**WRITTEN EXERCISE**. According to the MySQL disk space text, how much disk space did the datadir use once the dump was restored?

The new .tokudb file is so small compared to the other files obtained in the previous approaches that it almost goes unnoticed when looking at the disk space use:

/dev/mapper/vg0-lvFernando1 50G 12G 36G 25% /media/lvFernando1

Curiously, that file retained the name/reference of the temporary table it used, even though the temporary table file description (#sql-7f51_1.frm) disappeared as well; only joinit.frm remained under the test database directory.

I decided to do a dump & restore of the whole database to see what that would result in this case:

$ mysqldump -S /tmp/mysql_sandbox5537.sock --user=msandbox --password=msandbox --all-databases > dump2.sql
$ ls -lh dump2.sql
-rw-r--r-- 1 fernando.laudares admin 8.1G Jul 31 15:07 /home/fernando.laudares/dump2.sql

Once it was restored we found the ibdata1 file back to its initial default size and the disk space used by the datadir was down to a scant 1.1G. Curiously (again), the dump & restore procedure did fixed the name of the TokuDB table file:

-rwxrwx--x 1 fernando.laudares admin 980M Jul 31 15:36 _test_joinit_main_21_1_19_B_0.tokudb

The process of converting the resident InnoDB table to TokuDB was faster than compressing it with ROW_FORMAT=Compressed and resulted in a much smaller file. This is not to say that using TokuDB is the best solution but to point that the process can be accomplished in less time and make use of lesser extra disk space than InnoDB does, which can simply come up handy if you don’t have much space left. Also, remember the test was done with a not very large (and simple in structure) test table; you may need to check if yours can be converted to TokuDB and what changes to indexes you might need to do (if any).

#6) Expanding the shared tablespace

As previously mentioned, I’ve been using the default value of  “ibdata1:10M:autoextend” for innodb_data_file_path for my tests. If you have another partition with unused space available and you look only for a solution to the “running out of disk space” problem and don’t mind keeping your big table inside the shared tablespace, then you can expand it. That can be done by means of adding a second ibdata file to the tablespace definition. Of course, that only works if you create it outside the partition already hosting ibdata1.

**AVAILABLE DATA**.
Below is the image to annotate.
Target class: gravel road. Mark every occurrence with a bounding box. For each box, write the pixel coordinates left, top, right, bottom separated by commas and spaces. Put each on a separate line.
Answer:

**WRITTEN RESPONSE**. 1.1G